### DIRECTION
Leave out the pictures and repeat the data exactly.

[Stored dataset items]

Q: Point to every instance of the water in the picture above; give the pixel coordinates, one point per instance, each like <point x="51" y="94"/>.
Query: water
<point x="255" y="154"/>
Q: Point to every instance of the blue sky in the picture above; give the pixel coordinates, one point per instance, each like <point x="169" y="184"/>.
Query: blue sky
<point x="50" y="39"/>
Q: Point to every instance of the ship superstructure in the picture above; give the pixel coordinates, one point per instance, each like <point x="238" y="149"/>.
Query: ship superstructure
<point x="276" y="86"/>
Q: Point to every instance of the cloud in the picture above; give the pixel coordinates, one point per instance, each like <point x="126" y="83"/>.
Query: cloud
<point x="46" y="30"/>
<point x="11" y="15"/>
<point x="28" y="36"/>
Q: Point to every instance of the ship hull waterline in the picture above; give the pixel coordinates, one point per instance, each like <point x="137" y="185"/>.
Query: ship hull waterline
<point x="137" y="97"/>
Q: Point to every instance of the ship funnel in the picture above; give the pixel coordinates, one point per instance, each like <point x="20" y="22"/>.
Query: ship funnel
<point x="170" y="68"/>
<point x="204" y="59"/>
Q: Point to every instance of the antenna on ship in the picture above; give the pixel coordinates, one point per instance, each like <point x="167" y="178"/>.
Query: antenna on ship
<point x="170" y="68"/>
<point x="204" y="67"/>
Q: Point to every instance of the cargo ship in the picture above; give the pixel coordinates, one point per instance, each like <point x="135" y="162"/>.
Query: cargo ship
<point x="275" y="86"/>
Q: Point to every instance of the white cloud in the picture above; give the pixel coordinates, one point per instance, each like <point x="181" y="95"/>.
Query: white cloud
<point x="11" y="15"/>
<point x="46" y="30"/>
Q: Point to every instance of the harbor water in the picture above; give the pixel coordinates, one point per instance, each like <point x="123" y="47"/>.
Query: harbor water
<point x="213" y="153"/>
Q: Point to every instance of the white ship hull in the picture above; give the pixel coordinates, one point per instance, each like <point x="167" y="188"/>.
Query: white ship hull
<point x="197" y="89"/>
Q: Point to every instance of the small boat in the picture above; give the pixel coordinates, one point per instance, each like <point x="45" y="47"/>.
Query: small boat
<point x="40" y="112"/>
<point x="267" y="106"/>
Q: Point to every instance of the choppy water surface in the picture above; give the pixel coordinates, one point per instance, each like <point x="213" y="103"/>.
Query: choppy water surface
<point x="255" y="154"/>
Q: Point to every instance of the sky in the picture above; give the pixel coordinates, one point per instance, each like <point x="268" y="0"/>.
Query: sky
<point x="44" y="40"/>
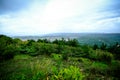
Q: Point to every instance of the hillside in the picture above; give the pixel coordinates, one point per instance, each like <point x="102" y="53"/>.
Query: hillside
<point x="59" y="59"/>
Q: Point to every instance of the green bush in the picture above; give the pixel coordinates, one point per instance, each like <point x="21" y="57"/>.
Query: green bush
<point x="70" y="73"/>
<point x="100" y="55"/>
<point x="99" y="68"/>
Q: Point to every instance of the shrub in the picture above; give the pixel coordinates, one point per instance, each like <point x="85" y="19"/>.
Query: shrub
<point x="100" y="55"/>
<point x="99" y="68"/>
<point x="70" y="73"/>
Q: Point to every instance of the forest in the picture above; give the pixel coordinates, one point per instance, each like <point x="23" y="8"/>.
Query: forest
<point x="57" y="60"/>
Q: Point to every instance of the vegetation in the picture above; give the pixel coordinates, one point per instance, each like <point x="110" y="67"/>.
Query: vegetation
<point x="57" y="60"/>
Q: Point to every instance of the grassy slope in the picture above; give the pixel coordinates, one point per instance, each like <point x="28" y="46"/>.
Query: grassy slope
<point x="42" y="67"/>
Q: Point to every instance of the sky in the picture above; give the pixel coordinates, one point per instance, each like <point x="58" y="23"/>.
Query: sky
<point x="38" y="17"/>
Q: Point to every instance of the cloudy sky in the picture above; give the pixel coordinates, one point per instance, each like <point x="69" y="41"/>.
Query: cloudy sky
<point x="36" y="17"/>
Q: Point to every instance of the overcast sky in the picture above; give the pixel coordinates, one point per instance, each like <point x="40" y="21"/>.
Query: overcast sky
<point x="36" y="17"/>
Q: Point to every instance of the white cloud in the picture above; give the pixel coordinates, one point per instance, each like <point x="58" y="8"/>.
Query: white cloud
<point x="56" y="16"/>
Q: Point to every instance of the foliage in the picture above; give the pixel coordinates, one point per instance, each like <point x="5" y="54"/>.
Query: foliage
<point x="70" y="73"/>
<point x="100" y="55"/>
<point x="57" y="60"/>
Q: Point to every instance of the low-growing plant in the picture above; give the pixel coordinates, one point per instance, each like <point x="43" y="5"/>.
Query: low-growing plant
<point x="100" y="55"/>
<point x="70" y="73"/>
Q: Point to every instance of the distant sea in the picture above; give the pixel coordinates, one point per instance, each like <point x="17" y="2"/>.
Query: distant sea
<point x="83" y="38"/>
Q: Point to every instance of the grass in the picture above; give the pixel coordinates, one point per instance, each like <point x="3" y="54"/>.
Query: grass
<point x="42" y="67"/>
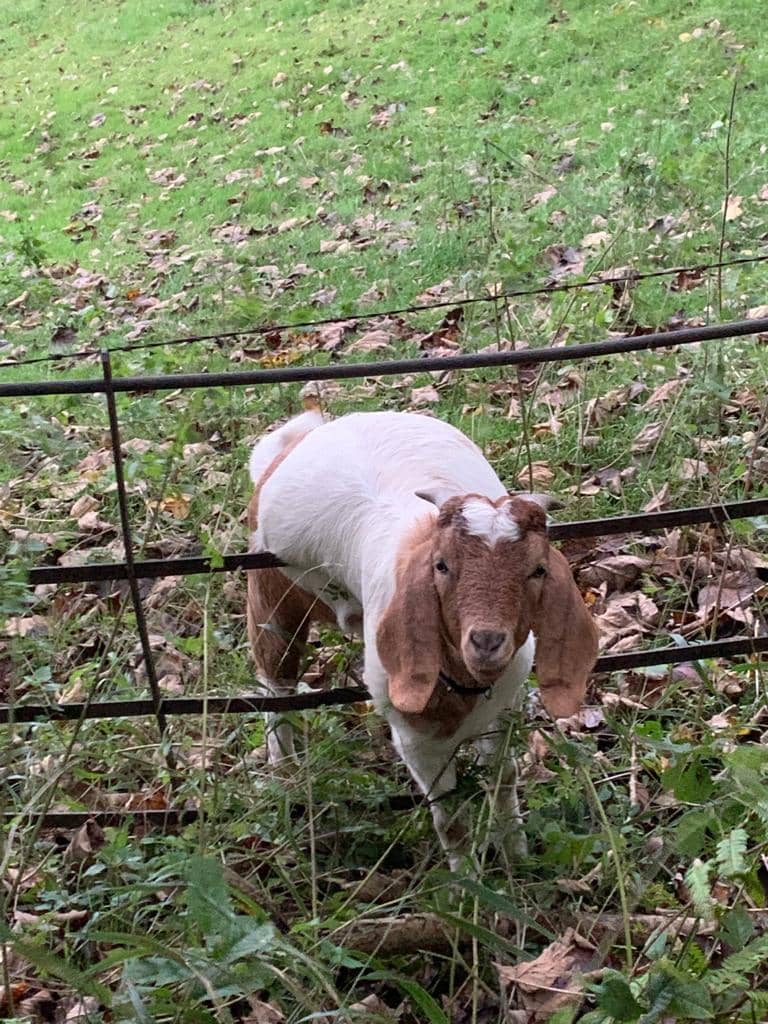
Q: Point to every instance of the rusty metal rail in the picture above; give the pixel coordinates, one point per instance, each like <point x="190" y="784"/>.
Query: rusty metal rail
<point x="160" y="708"/>
<point x="156" y="567"/>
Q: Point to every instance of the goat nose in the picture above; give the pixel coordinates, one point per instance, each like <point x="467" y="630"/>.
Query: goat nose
<point x="486" y="641"/>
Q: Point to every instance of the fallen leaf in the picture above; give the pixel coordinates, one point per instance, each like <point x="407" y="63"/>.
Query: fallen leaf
<point x="25" y="626"/>
<point x="553" y="979"/>
<point x="659" y="500"/>
<point x="372" y="341"/>
<point x="538" y="199"/>
<point x="648" y="437"/>
<point x="617" y="571"/>
<point x="427" y="395"/>
<point x="540" y="475"/>
<point x="665" y="391"/>
<point x="85" y="843"/>
<point x="564" y="260"/>
<point x="176" y="505"/>
<point x="595" y="240"/>
<point x="692" y="469"/>
<point x="733" y="207"/>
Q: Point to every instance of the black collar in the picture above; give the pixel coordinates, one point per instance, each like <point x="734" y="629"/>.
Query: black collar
<point x="465" y="691"/>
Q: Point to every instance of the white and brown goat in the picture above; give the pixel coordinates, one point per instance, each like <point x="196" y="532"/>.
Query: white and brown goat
<point x="394" y="524"/>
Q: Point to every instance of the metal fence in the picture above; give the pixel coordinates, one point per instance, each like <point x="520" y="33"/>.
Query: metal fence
<point x="132" y="570"/>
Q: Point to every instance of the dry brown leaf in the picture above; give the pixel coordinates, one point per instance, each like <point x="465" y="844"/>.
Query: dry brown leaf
<point x="659" y="500"/>
<point x="86" y="841"/>
<point x="664" y="392"/>
<point x="609" y="404"/>
<point x="543" y="197"/>
<point x="25" y="626"/>
<point x="263" y="1013"/>
<point x="176" y="505"/>
<point x="84" y="504"/>
<point x="691" y="469"/>
<point x="733" y="207"/>
<point x="553" y="979"/>
<point x="617" y="571"/>
<point x="426" y="395"/>
<point x="648" y="437"/>
<point x="540" y="475"/>
<point x="564" y="260"/>
<point x="372" y="341"/>
<point x="90" y="523"/>
<point x="595" y="240"/>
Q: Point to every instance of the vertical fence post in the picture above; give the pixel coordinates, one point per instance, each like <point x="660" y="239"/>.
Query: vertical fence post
<point x="138" y="609"/>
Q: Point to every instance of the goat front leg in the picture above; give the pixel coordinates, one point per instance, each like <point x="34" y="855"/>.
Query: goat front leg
<point x="279" y="614"/>
<point x="433" y="768"/>
<point x="493" y="749"/>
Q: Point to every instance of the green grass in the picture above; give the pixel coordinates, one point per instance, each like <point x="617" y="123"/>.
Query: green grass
<point x="176" y="168"/>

### RESULT BELOW
Q: Point to every instance of the water in the picture above; give the pixel coordinates, one point per instance, each like <point x="51" y="94"/>.
Query: water
<point x="255" y="154"/>
Q: Point to every instance of the blue sky in the picture above; give the pixel coordinates, one point per instance, each like <point x="169" y="184"/>.
Query: blue sky
<point x="50" y="39"/>
Q: Point to every instance of the ship superstructure in the picture above; give the pixel coordinates, one point per instance, each like <point x="238" y="149"/>.
Query: ship superstructure
<point x="276" y="86"/>
Q: Point to every instance of the cloud in the picture above; give the pixel coordinates, one point per instance, each like <point x="126" y="83"/>.
Query: cloud
<point x="46" y="30"/>
<point x="11" y="15"/>
<point x="28" y="36"/>
Q: Point to every instance of the ship hull waterline in the picture above; give the pixel coordinates, one point per instance, each like <point x="137" y="185"/>.
Query: ship hull waterline
<point x="137" y="97"/>
Q: Point to every instance of the ship funnel in the picture above; give the pixel coordinates, one point per instance, each like <point x="20" y="22"/>.
Query: ship funnel
<point x="170" y="68"/>
<point x="204" y="59"/>
Q: Point to every instance of the antenna on ship in the picture above; give the pixel coordinates, one point per instance, each like <point x="167" y="178"/>.
Query: antenna on ship
<point x="170" y="68"/>
<point x="204" y="67"/>
Q: Point to every instance of the cargo ship in the picture above; give the pixel coordinates, one point per instance, each like <point x="135" y="162"/>.
Query: cargo ship
<point x="275" y="86"/>
Q: Point to every instance of the white cloud in the picture above; give the pixel coordinates, one point per instance, each like <point x="181" y="95"/>.
Query: white cloud
<point x="11" y="15"/>
<point x="46" y="30"/>
Q: Point to every instance of the harbor water in the picture above; give the pixel coordinates, one point per instance, each like <point x="123" y="47"/>.
Query: harbor water
<point x="213" y="153"/>
Q: Point to every instance of the white ship hull in the picture above; give the pixel coordinates, one point per instance, each like <point x="167" y="188"/>.
Query: white ship hull
<point x="197" y="89"/>
Q: Point to every instance of the small boat in the picture above; give the pixel coordinates, one point per instance, each like <point x="45" y="47"/>.
Query: small boat
<point x="40" y="112"/>
<point x="267" y="106"/>
Q: Point to every instance of the choppy water surface in the picture above; give the pixel coordinates, one point per instance, each like <point x="213" y="103"/>.
Query: choppy water surface
<point x="255" y="154"/>
Q: Point to every instance of the sky in the picture above; give the pixel coordinates, one point per instance, each like <point x="268" y="0"/>.
Query: sky
<point x="44" y="40"/>
Q: Point to every instance of the hillside in the picture above; give the pixel coordinates, one point per instance, each like <point x="102" y="53"/>.
Query: hillside
<point x="59" y="59"/>
Q: Point to every instance of the green bush in the picture above; give the pixel coordinates, one point per instance, each like <point x="21" y="57"/>.
Query: green bush
<point x="70" y="73"/>
<point x="100" y="55"/>
<point x="99" y="68"/>
Q: Point to every instance of the shrub in the picture above; give the pixel coordinates, one point per instance, each like <point x="85" y="19"/>.
Query: shrub
<point x="100" y="55"/>
<point x="99" y="68"/>
<point x="70" y="73"/>
Q: Point to every instance of the forest in the picture above; give the pixel coordinates, one point per instance, each like <point x="23" y="8"/>.
Query: forest
<point x="57" y="60"/>
Q: Point to every instance of the vegetation in the picture above; give the pixel coordinates, one point per instance, each like <point x="110" y="67"/>.
Query: vegetation
<point x="57" y="60"/>
Q: Point to every instance of the grassy slope in the picture above; give the pixel coordinates, one point per instance, each like <point x="28" y="46"/>.
Query: grassy slope
<point x="42" y="67"/>
Q: Point to every instance of the sky in the picture above; give the pixel coordinates, one point per instance, each like <point x="58" y="23"/>.
Query: sky
<point x="38" y="17"/>
Q: Point to every instance of the cloudy sky in the picture above; give the pixel coordinates, one point per instance, each like <point x="69" y="41"/>.
Query: cloudy sky
<point x="36" y="17"/>
Q: Point to every instance of the overcast sky in the picture above; give the pixel coordinates, one point per instance, each like <point x="40" y="21"/>.
Query: overcast sky
<point x="36" y="17"/>
Q: Point to every instance of the white cloud in the picture above; give the pixel coordinates, one point per instance, each like <point x="58" y="8"/>.
Query: white cloud
<point x="56" y="16"/>
Q: Point to every instance of the foliage in the picture above; give the pixel coordinates, one point per instance, each like <point x="5" y="54"/>.
Query: foliage
<point x="70" y="73"/>
<point x="100" y="55"/>
<point x="57" y="60"/>
Q: Point to every instance of the low-growing plant in the picture above; give the pixel coordinates, one point per instance, each like <point x="43" y="5"/>.
Query: low-growing plant
<point x="100" y="55"/>
<point x="70" y="73"/>
Q: Point to every instance of the distant sea in the picture above; give the pixel coordinates, one point per instance, each like <point x="17" y="2"/>.
Query: distant sea
<point x="83" y="38"/>
Q: Point to every instance of the grass in the picture above; give the pixel coordinates, one point per instance, each like <point x="3" y="54"/>.
Query: grass
<point x="42" y="67"/>
Q: Point to every instance of the rusty metal rail in the picture above; give the pixel coordinates, one point per instance, each like <point x="190" y="784"/>.
Query: rusty metal rail
<point x="160" y="708"/>
<point x="156" y="567"/>
Q: Point to every instance of the goat nose in the picture above; give the pixel coordinates, one point per instance, each like <point x="467" y="630"/>.
Query: goat nose
<point x="486" y="641"/>
Q: Point to every instance of the fallen leaf in the picture above; give the pixel coordinates, one point per instance, each like <point x="407" y="63"/>.
Query: fallen leaf
<point x="25" y="626"/>
<point x="553" y="979"/>
<point x="659" y="500"/>
<point x="372" y="341"/>
<point x="538" y="199"/>
<point x="648" y="437"/>
<point x="617" y="571"/>
<point x="427" y="395"/>
<point x="540" y="475"/>
<point x="665" y="391"/>
<point x="85" y="843"/>
<point x="564" y="260"/>
<point x="176" y="505"/>
<point x="595" y="240"/>
<point x="692" y="469"/>
<point x="733" y="207"/>
Q: Point to every instance of the black collar in the picture above; give the pixel coordinates, one point per instance, each like <point x="734" y="629"/>.
Query: black collar
<point x="465" y="691"/>
Q: Point to every instance of the white and brown goat in the picture above; give the pixel coordinates, one point per instance, each like <point x="196" y="532"/>.
Query: white and brown goat
<point x="394" y="524"/>
Q: Point to every instance of the metal fence in the picture above; give the pixel coordinates, one point per instance, each like <point x="520" y="33"/>.
Query: metal fence
<point x="132" y="570"/>
Q: Point to every instance of the dry brown leaf in the picture above; give the pixel coordinates, one point per instance, each like <point x="465" y="844"/>.
Query: dry brown leaf
<point x="659" y="500"/>
<point x="86" y="841"/>
<point x="664" y="392"/>
<point x="609" y="404"/>
<point x="543" y="197"/>
<point x="25" y="626"/>
<point x="263" y="1013"/>
<point x="176" y="505"/>
<point x="84" y="504"/>
<point x="691" y="469"/>
<point x="733" y="207"/>
<point x="553" y="979"/>
<point x="617" y="571"/>
<point x="426" y="395"/>
<point x="648" y="437"/>
<point x="540" y="475"/>
<point x="564" y="260"/>
<point x="372" y="341"/>
<point x="90" y="523"/>
<point x="595" y="240"/>
Q: Point to every instance of the vertical fence post in the picture above; give the pixel coordinates, one point per instance, each like <point x="660" y="239"/>.
Query: vertical fence post
<point x="138" y="609"/>
Q: Point to every instance of the goat front leg in the picture above; give the pixel coordinates, one point per instance, each like <point x="34" y="855"/>.
Query: goat front leg
<point x="279" y="614"/>
<point x="433" y="768"/>
<point x="493" y="749"/>
Q: Point to every instance of the green grass in the picture above; give the pixel coordinates, one point per instance, each like <point x="617" y="123"/>.
Query: green grass
<point x="176" y="168"/>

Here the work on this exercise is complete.